**Material for the task**
.....

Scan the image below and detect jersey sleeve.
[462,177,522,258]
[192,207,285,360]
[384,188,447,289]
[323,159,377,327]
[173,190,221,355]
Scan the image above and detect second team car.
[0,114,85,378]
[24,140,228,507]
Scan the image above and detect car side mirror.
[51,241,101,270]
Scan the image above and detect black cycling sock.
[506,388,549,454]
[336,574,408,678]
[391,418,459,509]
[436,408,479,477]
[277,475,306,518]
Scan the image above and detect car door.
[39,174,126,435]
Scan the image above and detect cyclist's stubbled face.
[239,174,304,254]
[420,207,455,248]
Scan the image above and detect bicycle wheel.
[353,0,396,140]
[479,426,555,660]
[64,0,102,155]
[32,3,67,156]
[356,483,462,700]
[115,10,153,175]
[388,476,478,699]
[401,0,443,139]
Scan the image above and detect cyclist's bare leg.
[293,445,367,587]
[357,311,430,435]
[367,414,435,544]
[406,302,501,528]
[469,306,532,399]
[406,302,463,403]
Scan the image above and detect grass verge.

.....

**Your objective**
Rewrite the lines above as a numbered list, omitting any blank lines.

**Reply to the task**
1. Scan the image below and detect jersey sleeve.
2. [462,177,522,258]
3. [192,207,285,360]
4. [384,188,447,289]
5. [323,159,377,327]
6. [173,190,221,355]
7. Scan the image above and detect second team car.
8. [0,114,85,378]
9. [24,140,228,507]
10. Scan the image above and detect car side mirror.
11. [51,241,101,270]
12. Scan the image above and detect black cycling sock.
13. [506,388,549,454]
14. [336,574,408,678]
15. [391,418,459,509]
16. [436,408,479,477]
17. [277,475,306,518]
18. Scan the image above and detect car door.
19. [39,174,126,435]
20. Scan the image above and detect cyclist's stubbled face.
21. [239,174,304,254]
22. [420,207,455,248]
23. Scan the image above and detect bicycle wheel.
24. [353,0,396,140]
25. [479,426,555,660]
26. [64,0,102,155]
27. [32,3,67,156]
28. [356,483,462,700]
29. [115,10,153,175]
30. [388,476,478,699]
31. [401,0,443,139]
32. Scan the image above and detect cyclist's bare leg.
33. [293,445,367,587]
34. [357,311,430,435]
35. [367,414,435,544]
36. [406,302,501,528]
37. [469,306,532,399]
38. [406,302,463,403]
39. Scan the image above and detect grass verge.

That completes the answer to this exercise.